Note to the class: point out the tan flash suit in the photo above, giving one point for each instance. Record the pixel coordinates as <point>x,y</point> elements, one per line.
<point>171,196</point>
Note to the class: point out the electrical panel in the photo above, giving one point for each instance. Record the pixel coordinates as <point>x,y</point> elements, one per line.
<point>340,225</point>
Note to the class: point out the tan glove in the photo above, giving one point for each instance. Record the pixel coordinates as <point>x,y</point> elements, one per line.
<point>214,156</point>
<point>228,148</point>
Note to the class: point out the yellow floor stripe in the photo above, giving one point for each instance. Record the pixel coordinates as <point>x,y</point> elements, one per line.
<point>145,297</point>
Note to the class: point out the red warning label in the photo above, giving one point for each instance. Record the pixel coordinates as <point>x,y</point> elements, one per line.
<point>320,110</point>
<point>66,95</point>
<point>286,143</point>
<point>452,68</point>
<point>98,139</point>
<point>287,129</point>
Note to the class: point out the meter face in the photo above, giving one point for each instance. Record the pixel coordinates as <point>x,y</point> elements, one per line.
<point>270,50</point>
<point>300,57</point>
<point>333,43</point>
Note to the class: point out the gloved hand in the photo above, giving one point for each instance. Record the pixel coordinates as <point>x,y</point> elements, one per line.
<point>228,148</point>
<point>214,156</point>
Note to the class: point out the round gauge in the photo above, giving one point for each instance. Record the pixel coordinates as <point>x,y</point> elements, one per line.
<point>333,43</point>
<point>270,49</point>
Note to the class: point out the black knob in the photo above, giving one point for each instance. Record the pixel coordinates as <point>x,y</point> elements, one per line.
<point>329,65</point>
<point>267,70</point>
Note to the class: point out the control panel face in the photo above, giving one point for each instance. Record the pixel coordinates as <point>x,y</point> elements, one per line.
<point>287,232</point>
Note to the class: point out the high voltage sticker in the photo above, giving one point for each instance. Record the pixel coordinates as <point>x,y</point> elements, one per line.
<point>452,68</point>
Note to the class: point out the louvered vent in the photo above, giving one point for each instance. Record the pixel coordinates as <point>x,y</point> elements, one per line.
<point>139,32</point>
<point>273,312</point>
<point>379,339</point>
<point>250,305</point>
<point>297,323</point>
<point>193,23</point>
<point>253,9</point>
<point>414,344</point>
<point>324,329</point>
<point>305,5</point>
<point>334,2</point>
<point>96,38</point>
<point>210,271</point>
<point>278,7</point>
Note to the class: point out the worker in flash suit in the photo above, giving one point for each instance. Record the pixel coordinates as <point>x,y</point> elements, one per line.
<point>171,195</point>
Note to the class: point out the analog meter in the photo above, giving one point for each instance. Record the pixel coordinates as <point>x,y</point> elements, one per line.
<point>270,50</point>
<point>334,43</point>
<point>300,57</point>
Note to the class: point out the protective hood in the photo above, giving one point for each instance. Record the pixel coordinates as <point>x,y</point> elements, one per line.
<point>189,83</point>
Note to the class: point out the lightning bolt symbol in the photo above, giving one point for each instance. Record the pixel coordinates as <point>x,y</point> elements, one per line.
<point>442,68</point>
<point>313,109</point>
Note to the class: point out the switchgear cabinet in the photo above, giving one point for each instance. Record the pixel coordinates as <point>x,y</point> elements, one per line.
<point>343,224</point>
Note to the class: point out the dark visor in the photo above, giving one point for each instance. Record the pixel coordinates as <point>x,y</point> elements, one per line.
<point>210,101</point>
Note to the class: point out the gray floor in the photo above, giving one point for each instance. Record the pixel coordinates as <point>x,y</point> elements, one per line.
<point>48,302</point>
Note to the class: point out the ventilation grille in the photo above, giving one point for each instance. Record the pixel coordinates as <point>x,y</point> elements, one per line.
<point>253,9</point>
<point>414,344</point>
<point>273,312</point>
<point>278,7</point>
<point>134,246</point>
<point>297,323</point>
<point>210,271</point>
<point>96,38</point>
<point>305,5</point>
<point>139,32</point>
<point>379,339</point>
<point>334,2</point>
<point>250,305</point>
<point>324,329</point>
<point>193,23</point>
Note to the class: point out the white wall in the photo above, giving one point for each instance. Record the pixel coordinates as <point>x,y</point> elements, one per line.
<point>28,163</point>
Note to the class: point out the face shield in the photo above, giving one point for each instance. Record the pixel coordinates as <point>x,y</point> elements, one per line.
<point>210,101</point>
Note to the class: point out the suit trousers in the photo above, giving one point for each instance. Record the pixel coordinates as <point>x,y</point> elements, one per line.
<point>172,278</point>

= = = = =

Aim of the exercise> Please copy each entry. Leave nothing out.

Problem solution>
Note to the class: point out the tan flash suit in the photo above, giving one point for each instance. Record the pixel coordinates as <point>x,y</point> elements, one per line.
<point>171,196</point>
Note to the class: point out the electrical panel in the photo above, giving one point for each instance. Record the pixel coordinates as <point>x,y</point> elements, one per line.
<point>340,225</point>
Note to the class: point out the tan glove in the photo above, giving one point for each instance. Record the pixel coordinates as <point>x,y</point> elements, one per line.
<point>214,156</point>
<point>228,148</point>
Note to the class: point out the yellow floor stripe in the photo above, giving one point for each instance. Record the pixel coordinates as <point>x,y</point> elements, one per line.
<point>145,297</point>
Note to the class: point out the red warning label in the photo above, giving one point for each instance. Record the pixel coordinates as <point>x,y</point> elements, one per line.
<point>320,110</point>
<point>66,95</point>
<point>286,143</point>
<point>452,68</point>
<point>98,139</point>
<point>287,129</point>
Note to the class: point out the meter face in the photo above, giving one point for each instance. Record the pixel coordinates as <point>x,y</point> elements, one per line.
<point>270,50</point>
<point>300,57</point>
<point>333,43</point>
Note to the class: point out the gloved hand in the photo above, giving one point for each instance. Record the pixel coordinates as <point>x,y</point> elements, one per line.
<point>228,148</point>
<point>214,156</point>
Note to the class: point out the round gauge in the photo above, giving one point for each instance. Record the pixel coordinates as <point>x,y</point> elements, one per line.
<point>333,43</point>
<point>270,49</point>
Note to the class: point out the black knob in the photo above, giving one point for each instance. Record the pixel coordinates as <point>x,y</point> elements, one per line.
<point>329,65</point>
<point>267,70</point>
Note to the class: point out the control panel face in the photo above, giving one point for each instance. Record the pixel coordinates as <point>x,y</point> elements, one per line.
<point>287,232</point>
Note to the class: point out the high voltage sticker in the photo above, giving one point for each instance. Record the pixel coordinates as <point>x,y</point> elements, one per line.
<point>452,68</point>
Note to the class: point out the louvered vent in the photo above, giving one point for each instance. Record the pixel coordinates as <point>x,y</point> elements, one per line.
<point>139,32</point>
<point>273,312</point>
<point>379,339</point>
<point>250,305</point>
<point>297,323</point>
<point>193,23</point>
<point>253,9</point>
<point>414,344</point>
<point>324,329</point>
<point>305,5</point>
<point>334,2</point>
<point>96,38</point>
<point>210,271</point>
<point>278,7</point>
Note to the class: point out the worker in flash suit in the photo above, giving one point for each instance. Record the pixel coordinates as <point>x,y</point> elements, one per line.
<point>171,195</point>
Note to the class: point out the analog meter in the photo above, giving one point for each instance. Record the pixel coordinates as <point>x,y</point> elements, one per line.
<point>270,50</point>
<point>334,43</point>
<point>300,57</point>
Note to the class: point out the protective hood in the photo above, giving one point for each instance. Record the pixel coordinates as <point>x,y</point> elements, one per line.
<point>189,83</point>
Note to the class: point out the lightning bolt symbol in the photo above, giving one point for each instance. Record the pixel coordinates as <point>x,y</point> elements, one per line.
<point>442,68</point>
<point>313,109</point>
Note to the class: point out the switchgear cabinet in the photo above, giving one point for each instance. Record the pixel coordinates as <point>x,y</point> elements, one per line.
<point>343,224</point>
Note to the class: point out the dark visor in the photo above, giving one point for each instance. Record the pixel coordinates as <point>x,y</point> elements, one per line.
<point>210,101</point>
Note to the class: point out the gray floor in the photo above, giving one point for each instance. Record the pixel coordinates as <point>x,y</point> elements, one per line.
<point>48,302</point>
Note to the class: point out the ventilation grille in the photo above, giving one point for each instance. Record the pixel coordinates as <point>x,y</point> elements, one per line.
<point>253,9</point>
<point>414,344</point>
<point>273,312</point>
<point>278,7</point>
<point>134,246</point>
<point>297,323</point>
<point>210,271</point>
<point>96,38</point>
<point>305,5</point>
<point>139,32</point>
<point>379,339</point>
<point>334,2</point>
<point>250,305</point>
<point>324,329</point>
<point>193,23</point>
Note to the class: point out the white wall in the photo above, giving one point for each instance. Record the pixel coordinates as <point>x,y</point> elements, one per line.
<point>28,163</point>
Note to the class: point out the face shield in the photo above, giving one point for each instance. Record the pixel coordinates as <point>x,y</point> elements, one per line.
<point>210,101</point>
Note to the class: point out the suit trousers in the photo above, giving one point for each instance. Record the pixel coordinates as <point>x,y</point> elements, one per line.
<point>172,278</point>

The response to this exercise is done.